Vorliegender Auszug —

☆ ☆ ☆ ☆ ☆ ☆ ☆

Aber zurück zu den Gemeinsamkeiten. Der innere Schweinehund ruft regelmäßig: »Genug geübt, genug trainiert.« Schön wär’s ja, aber wenn erst einmal die Frage »Üben oder nicht?« aufkommt, hat man schon verloren. Ein Profi überlegt nicht, er tut es routiniert. Man ignoriert den gelegentlich laut bellenden Schweinehund immer wieder neu, bis man ihn gar nicht mehr wahrnimmt. Künstler- und Sportberufe sind tiefe Passionen. Eigentlich zwar bitterharte Arbeit, aber das bleibt meist unbemerkt – man liebt diesen Beruf auf Ewigkeit oder man gibt mittendrin auf. Das mag eventuell auch daran liegen, dass man in Sport- und Künstlerbranchen mehr Persönliches öffentlich von sich preisgibt, als in anderen Berufen. Mehr Einsatz des eigenen Körpers, mehr Kreativität und urpersönliche Gedanken, mehr Gefühl, das unter künstlerischem Aspekt nach außen getragen wird, mehr private Seele.

☆ ☆ ☆ ☆ ☆ ☆ ☆

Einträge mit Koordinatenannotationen
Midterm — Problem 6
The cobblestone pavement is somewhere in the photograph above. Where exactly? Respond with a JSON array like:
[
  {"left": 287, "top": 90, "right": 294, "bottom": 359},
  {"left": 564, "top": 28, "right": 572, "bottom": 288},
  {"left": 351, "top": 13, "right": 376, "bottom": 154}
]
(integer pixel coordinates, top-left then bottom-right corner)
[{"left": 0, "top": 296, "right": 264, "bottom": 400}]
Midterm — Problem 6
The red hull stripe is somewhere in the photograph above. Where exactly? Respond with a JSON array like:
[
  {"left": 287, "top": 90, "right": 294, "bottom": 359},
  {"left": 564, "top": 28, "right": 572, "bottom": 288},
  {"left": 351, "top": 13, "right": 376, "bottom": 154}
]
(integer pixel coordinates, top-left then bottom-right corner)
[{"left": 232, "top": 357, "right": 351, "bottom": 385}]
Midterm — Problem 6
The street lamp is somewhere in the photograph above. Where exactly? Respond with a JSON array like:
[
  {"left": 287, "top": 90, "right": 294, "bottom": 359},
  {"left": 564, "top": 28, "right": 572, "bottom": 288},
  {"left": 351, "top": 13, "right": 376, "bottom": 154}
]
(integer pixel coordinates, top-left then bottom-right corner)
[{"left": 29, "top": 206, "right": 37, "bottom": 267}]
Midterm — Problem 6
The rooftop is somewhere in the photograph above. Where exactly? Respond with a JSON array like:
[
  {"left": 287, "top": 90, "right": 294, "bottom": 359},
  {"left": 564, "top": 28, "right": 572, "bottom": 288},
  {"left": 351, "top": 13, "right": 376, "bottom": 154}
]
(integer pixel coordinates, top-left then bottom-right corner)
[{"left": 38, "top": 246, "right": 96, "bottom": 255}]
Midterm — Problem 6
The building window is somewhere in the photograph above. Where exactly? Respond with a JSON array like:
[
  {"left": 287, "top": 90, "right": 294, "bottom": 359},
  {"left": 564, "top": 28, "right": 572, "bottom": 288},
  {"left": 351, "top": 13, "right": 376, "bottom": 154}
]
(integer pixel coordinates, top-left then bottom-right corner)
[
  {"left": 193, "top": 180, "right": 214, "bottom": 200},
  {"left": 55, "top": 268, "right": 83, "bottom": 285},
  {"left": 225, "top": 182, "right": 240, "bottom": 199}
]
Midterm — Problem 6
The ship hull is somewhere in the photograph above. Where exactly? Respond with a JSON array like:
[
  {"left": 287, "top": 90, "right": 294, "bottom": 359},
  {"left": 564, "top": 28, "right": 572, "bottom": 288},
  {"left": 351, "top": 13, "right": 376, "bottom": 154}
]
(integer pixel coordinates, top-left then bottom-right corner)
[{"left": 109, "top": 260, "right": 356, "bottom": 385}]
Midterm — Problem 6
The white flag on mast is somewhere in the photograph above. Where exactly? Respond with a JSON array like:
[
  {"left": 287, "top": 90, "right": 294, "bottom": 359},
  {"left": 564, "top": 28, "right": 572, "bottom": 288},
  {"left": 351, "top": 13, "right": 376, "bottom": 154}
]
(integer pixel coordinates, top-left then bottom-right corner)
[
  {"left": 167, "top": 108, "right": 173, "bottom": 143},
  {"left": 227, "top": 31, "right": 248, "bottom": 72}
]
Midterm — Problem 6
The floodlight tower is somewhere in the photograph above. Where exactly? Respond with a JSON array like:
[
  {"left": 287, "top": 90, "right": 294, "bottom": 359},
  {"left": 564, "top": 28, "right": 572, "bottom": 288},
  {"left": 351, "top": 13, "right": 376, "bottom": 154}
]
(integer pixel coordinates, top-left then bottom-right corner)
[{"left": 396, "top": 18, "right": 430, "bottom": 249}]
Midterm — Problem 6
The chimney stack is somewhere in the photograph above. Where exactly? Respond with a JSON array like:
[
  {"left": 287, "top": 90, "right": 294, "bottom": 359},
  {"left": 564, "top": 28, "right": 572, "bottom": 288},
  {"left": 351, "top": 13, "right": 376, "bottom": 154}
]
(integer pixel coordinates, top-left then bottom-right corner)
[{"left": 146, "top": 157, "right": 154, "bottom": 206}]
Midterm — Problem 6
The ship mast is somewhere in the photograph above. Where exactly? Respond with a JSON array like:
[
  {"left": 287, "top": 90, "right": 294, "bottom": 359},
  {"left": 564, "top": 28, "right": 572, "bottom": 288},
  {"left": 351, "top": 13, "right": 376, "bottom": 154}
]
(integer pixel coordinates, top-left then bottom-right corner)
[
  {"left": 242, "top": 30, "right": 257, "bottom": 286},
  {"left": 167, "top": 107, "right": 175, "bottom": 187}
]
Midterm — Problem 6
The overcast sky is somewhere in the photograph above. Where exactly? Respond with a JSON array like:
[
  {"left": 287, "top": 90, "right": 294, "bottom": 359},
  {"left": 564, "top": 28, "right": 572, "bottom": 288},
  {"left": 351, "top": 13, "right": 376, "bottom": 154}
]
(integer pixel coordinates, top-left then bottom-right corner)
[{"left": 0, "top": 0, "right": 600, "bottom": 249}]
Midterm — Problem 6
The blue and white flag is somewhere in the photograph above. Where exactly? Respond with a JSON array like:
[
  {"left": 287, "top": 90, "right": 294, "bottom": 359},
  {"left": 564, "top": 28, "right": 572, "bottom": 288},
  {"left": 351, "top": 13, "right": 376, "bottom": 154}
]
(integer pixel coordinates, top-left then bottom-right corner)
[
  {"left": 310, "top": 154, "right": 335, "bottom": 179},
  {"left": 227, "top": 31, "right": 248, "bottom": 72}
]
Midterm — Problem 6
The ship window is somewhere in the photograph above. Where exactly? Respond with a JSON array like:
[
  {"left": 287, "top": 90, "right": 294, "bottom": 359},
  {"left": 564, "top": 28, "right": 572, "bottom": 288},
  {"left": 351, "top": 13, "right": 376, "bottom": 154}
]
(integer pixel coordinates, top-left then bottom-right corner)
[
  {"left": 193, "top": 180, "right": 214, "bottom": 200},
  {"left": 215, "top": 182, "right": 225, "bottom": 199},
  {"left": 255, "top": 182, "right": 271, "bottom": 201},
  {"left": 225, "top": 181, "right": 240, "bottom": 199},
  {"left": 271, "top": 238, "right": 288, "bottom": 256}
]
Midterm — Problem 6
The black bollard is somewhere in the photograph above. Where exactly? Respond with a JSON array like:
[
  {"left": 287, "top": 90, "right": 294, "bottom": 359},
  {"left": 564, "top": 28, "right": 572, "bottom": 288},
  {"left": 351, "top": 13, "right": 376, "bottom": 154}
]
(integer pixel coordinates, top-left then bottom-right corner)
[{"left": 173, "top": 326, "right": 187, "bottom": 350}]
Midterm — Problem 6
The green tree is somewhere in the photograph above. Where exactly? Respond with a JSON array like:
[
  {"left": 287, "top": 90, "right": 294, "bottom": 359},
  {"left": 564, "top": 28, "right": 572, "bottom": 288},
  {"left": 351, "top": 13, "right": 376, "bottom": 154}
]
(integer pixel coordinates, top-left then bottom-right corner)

☆ ☆ ☆ ☆ ☆ ☆ ☆

Aufgabe —
Schreibe den Auszug über das Üben in Künstler- und Sportberufen im gleichen Stil weiter, beginnend nach seinem letzten Satz. Die Einträge stehen in keinem Zusammenhang mit dem Auszug.

Ergebnis —
Die meisten (Profi-)Sportler, Tänzer, Artisten und Musiker vereint diesbezüglich ein wesentlicher Vorteil – sie lernten von Kindheit an damit zu leben, auch mit eiserner Disziplin, Ehrgeiz und Biss. So manche »Sternchen« diverser Castingshows stolpern da von null auf tausend rein und dann … Hoppla!
Aber das steht wieder auf einem ganz anderen (Noten-)Blatt.
Der Grund der Namensgebung war eigentlich purer Zufall, oder besser ein Ärgernis der besonderen Art. Wie immer im Dezember stand ich während der Weihnachtstour unter einem extremen Zeitdruck. Erschwerend wirkten sich bei der Planung meine mangelnden geografischen Kenntnisse aus.
Oft genug jagte ich meine Techniker nachts stundenlang über die Autobahnen, um am nächsten Tag pünktlich am neuen Ort zu sein. Kleines Beispiel: 1. Tag Lanaken in Belgien, 2. Tag Hannover, 3. Tag Flensburg, 4. Tag Dresden und so weiter.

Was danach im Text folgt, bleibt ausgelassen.